[EXERCISE DETAILS] From the first line to the last, return the data exactly as it stands.

──────────

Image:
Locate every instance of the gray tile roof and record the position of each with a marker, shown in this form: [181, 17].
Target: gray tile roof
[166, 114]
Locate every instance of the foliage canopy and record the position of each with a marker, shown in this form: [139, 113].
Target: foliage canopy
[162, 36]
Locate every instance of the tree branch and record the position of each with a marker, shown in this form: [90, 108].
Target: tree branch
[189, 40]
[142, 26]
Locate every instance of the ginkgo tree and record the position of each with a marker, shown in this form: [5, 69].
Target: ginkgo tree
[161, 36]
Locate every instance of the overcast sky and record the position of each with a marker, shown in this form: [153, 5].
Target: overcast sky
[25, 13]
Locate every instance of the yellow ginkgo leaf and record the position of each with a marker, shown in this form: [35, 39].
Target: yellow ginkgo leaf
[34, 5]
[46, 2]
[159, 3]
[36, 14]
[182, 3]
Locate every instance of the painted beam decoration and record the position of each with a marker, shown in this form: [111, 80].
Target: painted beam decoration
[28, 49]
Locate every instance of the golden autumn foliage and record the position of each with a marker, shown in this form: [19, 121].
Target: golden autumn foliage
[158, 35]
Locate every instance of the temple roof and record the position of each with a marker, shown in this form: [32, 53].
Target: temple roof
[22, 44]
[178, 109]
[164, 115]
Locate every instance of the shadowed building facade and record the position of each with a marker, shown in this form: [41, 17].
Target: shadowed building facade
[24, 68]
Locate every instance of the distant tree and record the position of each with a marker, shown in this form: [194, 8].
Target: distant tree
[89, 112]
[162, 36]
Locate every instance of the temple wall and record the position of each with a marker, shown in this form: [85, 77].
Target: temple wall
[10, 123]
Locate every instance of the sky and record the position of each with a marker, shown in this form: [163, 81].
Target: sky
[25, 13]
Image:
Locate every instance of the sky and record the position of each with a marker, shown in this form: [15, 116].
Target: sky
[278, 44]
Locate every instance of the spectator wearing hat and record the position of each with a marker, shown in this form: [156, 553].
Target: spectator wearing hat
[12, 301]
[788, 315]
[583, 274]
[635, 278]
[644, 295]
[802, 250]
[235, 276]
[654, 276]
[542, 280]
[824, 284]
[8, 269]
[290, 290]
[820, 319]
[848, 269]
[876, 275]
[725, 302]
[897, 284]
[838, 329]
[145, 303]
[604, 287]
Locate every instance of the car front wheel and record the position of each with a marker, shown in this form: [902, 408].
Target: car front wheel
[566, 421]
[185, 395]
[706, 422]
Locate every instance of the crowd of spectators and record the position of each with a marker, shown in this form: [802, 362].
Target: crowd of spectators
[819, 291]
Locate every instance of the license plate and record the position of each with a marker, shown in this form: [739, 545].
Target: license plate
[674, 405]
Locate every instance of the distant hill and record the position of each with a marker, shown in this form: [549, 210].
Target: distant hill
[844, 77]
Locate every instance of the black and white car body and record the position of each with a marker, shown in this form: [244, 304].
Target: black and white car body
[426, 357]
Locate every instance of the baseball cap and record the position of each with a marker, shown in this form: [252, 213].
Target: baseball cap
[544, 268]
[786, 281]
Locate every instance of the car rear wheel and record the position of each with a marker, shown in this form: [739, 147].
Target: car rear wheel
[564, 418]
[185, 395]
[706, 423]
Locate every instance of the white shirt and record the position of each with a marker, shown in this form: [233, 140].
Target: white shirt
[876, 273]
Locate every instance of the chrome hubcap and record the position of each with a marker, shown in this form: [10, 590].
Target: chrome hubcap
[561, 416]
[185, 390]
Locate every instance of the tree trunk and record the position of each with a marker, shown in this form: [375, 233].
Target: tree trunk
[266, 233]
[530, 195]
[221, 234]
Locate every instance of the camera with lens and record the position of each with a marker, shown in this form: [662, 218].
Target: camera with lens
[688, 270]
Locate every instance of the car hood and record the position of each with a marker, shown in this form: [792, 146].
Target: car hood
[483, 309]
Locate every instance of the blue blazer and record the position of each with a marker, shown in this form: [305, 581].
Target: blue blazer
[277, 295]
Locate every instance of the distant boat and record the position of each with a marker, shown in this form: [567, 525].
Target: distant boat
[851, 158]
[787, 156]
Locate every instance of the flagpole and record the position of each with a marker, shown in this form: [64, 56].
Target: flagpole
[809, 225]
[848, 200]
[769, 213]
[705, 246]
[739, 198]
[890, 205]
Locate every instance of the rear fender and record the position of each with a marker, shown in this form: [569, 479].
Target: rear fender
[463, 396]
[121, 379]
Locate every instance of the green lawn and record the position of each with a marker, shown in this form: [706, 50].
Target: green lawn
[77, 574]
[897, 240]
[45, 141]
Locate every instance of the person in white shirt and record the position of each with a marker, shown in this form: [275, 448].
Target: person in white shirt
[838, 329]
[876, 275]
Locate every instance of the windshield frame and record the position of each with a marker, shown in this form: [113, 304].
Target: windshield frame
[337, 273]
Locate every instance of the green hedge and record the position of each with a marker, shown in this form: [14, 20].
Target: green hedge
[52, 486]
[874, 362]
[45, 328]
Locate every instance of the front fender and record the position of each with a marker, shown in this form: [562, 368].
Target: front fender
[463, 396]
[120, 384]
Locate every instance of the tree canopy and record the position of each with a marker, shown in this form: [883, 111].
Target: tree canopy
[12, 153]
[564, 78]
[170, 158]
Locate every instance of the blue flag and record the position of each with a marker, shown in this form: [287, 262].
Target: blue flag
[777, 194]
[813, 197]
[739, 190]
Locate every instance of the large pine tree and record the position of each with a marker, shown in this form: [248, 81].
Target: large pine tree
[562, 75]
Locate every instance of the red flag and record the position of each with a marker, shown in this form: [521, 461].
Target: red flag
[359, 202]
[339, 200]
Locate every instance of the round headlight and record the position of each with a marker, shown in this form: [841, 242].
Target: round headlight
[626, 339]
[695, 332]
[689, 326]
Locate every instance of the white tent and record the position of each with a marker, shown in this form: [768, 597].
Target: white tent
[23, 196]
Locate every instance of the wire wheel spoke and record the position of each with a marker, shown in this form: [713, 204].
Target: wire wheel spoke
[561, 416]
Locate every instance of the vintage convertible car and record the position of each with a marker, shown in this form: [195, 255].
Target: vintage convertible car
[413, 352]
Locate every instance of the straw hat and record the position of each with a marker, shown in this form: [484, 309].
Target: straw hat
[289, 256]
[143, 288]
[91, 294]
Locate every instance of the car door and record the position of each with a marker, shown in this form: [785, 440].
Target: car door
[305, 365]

──────────

[ANSWER TO THE PROBLEM]
Image:
Locate every instance of the gray tile roof and record the position of each with a marker, shown in this form: [181, 17].
Target: gray tile roof
[166, 114]
Locate every instance of the foliage canopy and record the position of each with a marker, shown in this form: [139, 113].
Target: foliage canopy
[162, 36]
Locate every instance of the tree branch and record the position of each with a marker, shown in this form: [90, 108].
Target: tree branch
[189, 40]
[142, 26]
Locate every instance of the ginkgo tree and record the position of each with a marker, shown in this form: [5, 69].
Target: ginkgo tree
[161, 36]
Locate every instance of the overcast sky and record the position of each with a marker, shown in this form: [153, 5].
Target: overcast sky
[25, 13]
Locate every instance of the yellow ginkgo leaf and record the position of each with a marker, shown in this form: [35, 39].
Target: yellow ginkgo leaf
[34, 5]
[46, 2]
[159, 3]
[36, 14]
[182, 3]
Locate every instance of the painted beam decoration and record the position of each with a marker, shown in this form: [111, 80].
Target: painted beam decoration
[28, 49]
Locate every instance of the golden autumn foliage and record the position of each with a marker, shown in this form: [19, 121].
Target: golden autumn foliage
[158, 35]
Locate every instance of the temple roof and record the position of each with a marker, shown in this form: [32, 53].
Target: temple roof
[22, 44]
[178, 109]
[164, 115]
Locate every instance of the shadowed building facade and record the position of each with a marker, shown in this form: [41, 17].
Target: shadowed building facade
[24, 68]
Locate every instance of the distant tree and record the position of each with a marker, shown in this form: [194, 8].
Target: distant tree
[89, 112]
[162, 36]
Locate every instance of the temple wall and record the position of each with a marker, shown in this form: [85, 77].
Target: temple wall
[10, 123]
Locate every instance of the sky and record the position of each with a marker, shown in this form: [163, 81].
Target: sky
[25, 13]
Image:
Locate every instance of the sky and record the position of each with a marker, shown in this form: [15, 116].
Target: sky
[278, 44]
Locate every instance of the spectator wearing hat and record the position of each with a marker, shown in this form: [156, 553].
Target: spectator wearing hat
[12, 301]
[788, 315]
[583, 274]
[635, 278]
[644, 295]
[802, 250]
[235, 276]
[654, 276]
[542, 280]
[824, 284]
[8, 269]
[290, 290]
[820, 319]
[848, 269]
[876, 275]
[725, 302]
[897, 284]
[838, 329]
[145, 303]
[604, 287]
Locate every instance of the car front wheel and record the position of each with a marker, shown in this form: [902, 408].
Target: car front wheel
[566, 421]
[185, 395]
[706, 422]
Locate every instance of the crowd of spectators and record the position of each with a marker, shown in this form: [802, 362].
Target: crowd of spectators
[819, 291]
Locate every instance of the license plate and record the position of each with a marker, shown in this form: [739, 545].
Target: license plate
[674, 405]
Locate every instance of the distant hill and record the position of each with a marker, shown in this form: [549, 210].
Target: distant hill
[844, 77]
Locate every instance of the black and white car body and record the position of each with a marker, shown in this form: [244, 304].
Target: black and white car body
[426, 357]
Locate every instance of the baseball cap and record the position of each with a marker, shown in this form: [252, 213].
Target: baseball cap
[544, 268]
[786, 281]
Locate every instance of the car rear wheel and record the position of each with a marker, shown in this form: [739, 147].
Target: car rear wheel
[564, 418]
[185, 395]
[706, 423]
Locate every instance of the white shirt and record the position of each with a marker, shown in this form: [233, 140].
Target: white shirt
[876, 273]
Locate every instance of the chrome hubcap and record the position of each with a marker, shown in this form: [10, 590].
Target: chrome hubcap
[561, 416]
[185, 390]
Locate every instance of the tree trunk and record the position of each with a marker, shown in this form: [375, 233].
Target: tree trunk
[266, 233]
[530, 195]
[221, 234]
Locate every instance of the camera with lens and record the position of each with a marker, shown in this form: [662, 218].
Target: camera with lens
[688, 270]
Locate every instance of the car hood and record the position of each with a marker, shown in this form: [792, 146].
Target: car hood
[483, 309]
Locate every instance of the blue blazer and record the position of each with a marker, shown in this form: [305, 581].
Target: blue blazer
[277, 295]
Locate every instance of the distant boat and record the position of each with a marker, shown in this form: [567, 525].
Target: distant boat
[851, 158]
[787, 156]
Locate every instance of the flagpole and record the position of each with a marker, shown in this form: [64, 56].
Target: flagpole
[809, 225]
[848, 200]
[769, 213]
[705, 246]
[739, 198]
[890, 205]
Locate every instance of the rear fender and record the position of each with a marker, shown in this form: [569, 479].
Target: rear fender
[463, 396]
[121, 379]
Locate every instance of the green lawn and record the position of each with a marker, shown in this form: [706, 50].
Target: green lawn
[77, 574]
[897, 240]
[45, 141]
Locate every instance of the person in white shirt and record the position of each with a marker, shown in this form: [275, 448].
Target: person in white shirt
[838, 329]
[876, 275]
Locate every instance of the windshield frame and record the position of each with a marker, shown in this form: [113, 304].
Target: windshield frame
[337, 273]
Locate every instance of the green hedge and record the position of each with a marker, shown in this form: [14, 20].
Target: green hedge
[52, 486]
[874, 362]
[45, 328]
Locate every instance of the front fender and record the position of each with a marker, shown in this form: [562, 368].
Target: front fender
[463, 396]
[120, 384]
Locate every instance of the tree canopy and record the position of each with a marker, shown in this form: [883, 111].
Target: tree canopy
[12, 153]
[564, 78]
[170, 158]
Locate every instance of the blue flag and record the position of each with a marker, shown in this form: [287, 262].
Target: blue flag
[777, 194]
[813, 197]
[739, 190]
Locate every instance of the large pine tree and record the position of each with a marker, shown in this form: [248, 81].
Target: large pine tree
[562, 75]
Locate every instance of the red flag and record the position of each with a marker, shown in this form: [521, 461].
Target: red flag
[359, 202]
[339, 200]
Locate every instance of the round headlight and record the position of each with a marker, shown in this form: [841, 242].
Target: round headlight
[626, 339]
[695, 332]
[689, 326]
Locate every instance of the white tent and record the position of each with a marker, shown in this form: [768, 597].
Target: white tent
[23, 196]
Locate every instance of the wire wheel spoke and record the position of each with a marker, shown in this form: [713, 204].
Target: wire wheel spoke
[561, 416]
Locate every instance of the vintage convertible car and record the position of each with a marker, shown in this form: [195, 255].
Target: vintage convertible car
[413, 352]
Locate every instance of the straw hat and record the position of each with a marker, shown in this form: [484, 309].
Target: straw hat
[289, 256]
[143, 288]
[91, 294]
Locate every instance of the car door and record the position of each with a marker, shown in this form: [785, 440].
Target: car door
[305, 365]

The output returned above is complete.